PASSAGE:
= = = = = = =

Listening to your favorite music actually gets you a little bit high
Quick - someone tell rock 'n' roll's 27 Club...
Sticking your favorite tune on and having a good old relax feels mighty good for a reason, with new research underlining previous suspicions that the mood-enhancing qualities of your curated greatest hits collection kicks in the same chemical reward system as binging on chocolate and, er, taking opiates.
By measuring the responses of listeners, researchers suggest there's a two-pronged response system in play – part one is the dopamine that kicks in from the anticipation of whacking on your favorite track, followed by a harder reward phase similar to the pleasure one receives when a opiate-like hit like heroin comes in. But not quite so strong, else all we'd ever do would be lie in bed all day wearing headphones the size of car tyres and listening to 'West End Girls'.

= = = = = = =

PROBLEMS TO WORK ON:
1) Answer these questions about the article on music and pleasure, one answer a line.
(a) Besides music, what two things are said to kick in the same chemical reward system?
(b) What kicks in from the anticipation of putting on a favorite track?
(c) What song is named as the one we'd listen to in bed all day?
2) Please carry on the article about music and the brain's reward system, starting after its last sentence.
The items that follow come from a separate source.

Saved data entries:
= = = = = = =

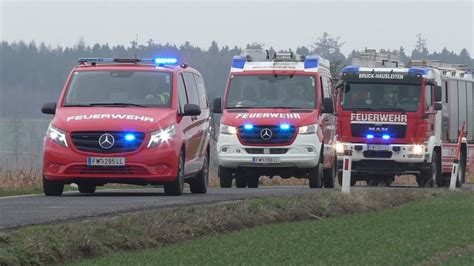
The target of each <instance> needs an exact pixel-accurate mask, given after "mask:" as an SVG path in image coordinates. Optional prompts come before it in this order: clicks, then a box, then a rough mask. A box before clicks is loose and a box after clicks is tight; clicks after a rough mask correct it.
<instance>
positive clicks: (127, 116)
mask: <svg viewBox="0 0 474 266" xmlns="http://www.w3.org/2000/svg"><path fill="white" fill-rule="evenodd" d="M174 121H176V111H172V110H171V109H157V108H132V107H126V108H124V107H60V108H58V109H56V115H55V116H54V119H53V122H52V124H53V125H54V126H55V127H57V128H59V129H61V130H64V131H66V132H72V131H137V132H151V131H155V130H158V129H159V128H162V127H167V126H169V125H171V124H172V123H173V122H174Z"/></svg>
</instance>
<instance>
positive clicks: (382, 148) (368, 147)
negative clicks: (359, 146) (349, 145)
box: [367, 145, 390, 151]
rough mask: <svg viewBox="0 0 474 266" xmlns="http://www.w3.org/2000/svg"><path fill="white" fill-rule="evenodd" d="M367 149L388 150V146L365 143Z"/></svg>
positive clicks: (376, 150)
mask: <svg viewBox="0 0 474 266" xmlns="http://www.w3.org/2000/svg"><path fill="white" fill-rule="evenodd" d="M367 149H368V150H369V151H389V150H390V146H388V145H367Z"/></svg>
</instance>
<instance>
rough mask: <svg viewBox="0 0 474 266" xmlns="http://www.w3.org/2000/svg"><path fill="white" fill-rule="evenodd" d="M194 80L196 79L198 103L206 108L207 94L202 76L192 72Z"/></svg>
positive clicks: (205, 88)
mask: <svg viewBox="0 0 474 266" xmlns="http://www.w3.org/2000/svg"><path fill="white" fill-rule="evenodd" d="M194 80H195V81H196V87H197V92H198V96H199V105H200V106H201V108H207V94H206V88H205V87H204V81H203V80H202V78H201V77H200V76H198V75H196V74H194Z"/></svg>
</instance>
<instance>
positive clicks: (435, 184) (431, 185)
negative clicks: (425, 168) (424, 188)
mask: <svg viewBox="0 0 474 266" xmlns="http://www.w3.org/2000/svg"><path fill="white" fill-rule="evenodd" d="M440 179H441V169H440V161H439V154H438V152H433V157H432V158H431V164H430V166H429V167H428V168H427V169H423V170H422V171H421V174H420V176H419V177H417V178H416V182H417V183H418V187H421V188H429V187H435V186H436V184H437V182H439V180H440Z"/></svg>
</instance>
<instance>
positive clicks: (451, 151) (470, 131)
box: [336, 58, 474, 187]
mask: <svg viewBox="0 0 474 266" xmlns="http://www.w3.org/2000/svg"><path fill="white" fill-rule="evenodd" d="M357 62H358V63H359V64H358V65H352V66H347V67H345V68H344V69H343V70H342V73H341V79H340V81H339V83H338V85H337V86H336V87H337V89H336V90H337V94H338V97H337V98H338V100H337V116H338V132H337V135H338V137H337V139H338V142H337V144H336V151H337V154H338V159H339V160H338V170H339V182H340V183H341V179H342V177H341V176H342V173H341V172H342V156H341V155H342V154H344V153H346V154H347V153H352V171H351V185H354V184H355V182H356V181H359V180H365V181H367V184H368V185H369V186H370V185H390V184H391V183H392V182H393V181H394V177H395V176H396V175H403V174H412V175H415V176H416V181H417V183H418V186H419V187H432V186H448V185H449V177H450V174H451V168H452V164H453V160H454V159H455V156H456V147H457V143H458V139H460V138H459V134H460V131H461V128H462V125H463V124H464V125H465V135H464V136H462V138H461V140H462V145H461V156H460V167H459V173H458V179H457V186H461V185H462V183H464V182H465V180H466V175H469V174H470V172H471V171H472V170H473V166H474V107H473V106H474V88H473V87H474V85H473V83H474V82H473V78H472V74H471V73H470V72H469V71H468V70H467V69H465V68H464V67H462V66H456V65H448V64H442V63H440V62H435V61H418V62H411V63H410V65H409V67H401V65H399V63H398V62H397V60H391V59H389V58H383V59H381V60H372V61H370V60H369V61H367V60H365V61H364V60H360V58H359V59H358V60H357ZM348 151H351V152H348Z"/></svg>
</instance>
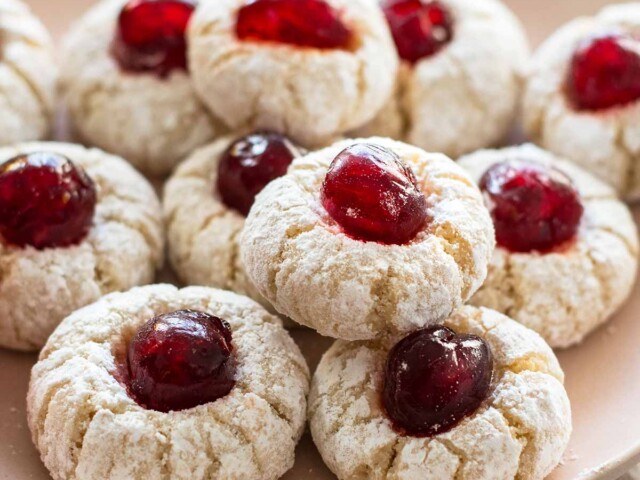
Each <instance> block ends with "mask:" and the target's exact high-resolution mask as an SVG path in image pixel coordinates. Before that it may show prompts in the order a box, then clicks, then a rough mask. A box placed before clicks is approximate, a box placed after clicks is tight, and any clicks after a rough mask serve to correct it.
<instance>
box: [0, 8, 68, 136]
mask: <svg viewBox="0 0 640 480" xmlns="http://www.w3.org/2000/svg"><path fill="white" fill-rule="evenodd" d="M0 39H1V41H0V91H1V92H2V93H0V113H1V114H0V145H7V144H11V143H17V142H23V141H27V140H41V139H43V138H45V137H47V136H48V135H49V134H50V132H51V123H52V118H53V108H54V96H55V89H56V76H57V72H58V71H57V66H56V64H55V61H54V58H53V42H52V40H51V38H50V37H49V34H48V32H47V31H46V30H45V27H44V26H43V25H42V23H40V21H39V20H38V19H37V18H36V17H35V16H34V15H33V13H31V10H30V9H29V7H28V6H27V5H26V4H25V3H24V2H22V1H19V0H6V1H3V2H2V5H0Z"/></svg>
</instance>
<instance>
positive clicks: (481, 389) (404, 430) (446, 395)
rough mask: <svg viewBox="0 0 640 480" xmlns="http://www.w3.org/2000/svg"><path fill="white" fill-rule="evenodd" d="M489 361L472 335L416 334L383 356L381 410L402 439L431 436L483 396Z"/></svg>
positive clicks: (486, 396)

= = = = = = =

OUTPUTS BY TASK:
1)
(a) Binging on chocolate and taking opiates
(b) Dopamine
(c) 'West End Girls'

2)
Unknown pleasures
The clever part of this latest research concerns efforts into the blocking of these responses. Not because society hates us and wants to stop us being able to enjoy music, but because learning to control these reward systems might lead to better methods of helping people kick the genuine opiates and more easily cap the number of supermarket cookies they eat in an evening.
The fun-blocking part of the experiment involved using known opioid receptor blocker naltrexone while some students listened to their favorite tracks.
The researchers found that those with naltrexone in their systems displayed less of a physical response to their top tunes in terms of moving their facial muscles in a pleasurable rocking-out/raving-up gurn, while slider controls they were told to move in response to how much pleasure they were experiencing also showing more of a deadened effect thanks to the blocking drugs. Hence scientists believe that hearing tunes we like does the same thing to us as the odd bit of darknet hard drugs.
In short, the good news is that there might soon be a chemical we can put into the water supplies of schools to stop the children liking Katy Perry, then coming home and ruining their dads' YouTube algorithm selections with their terrible modern pop choices.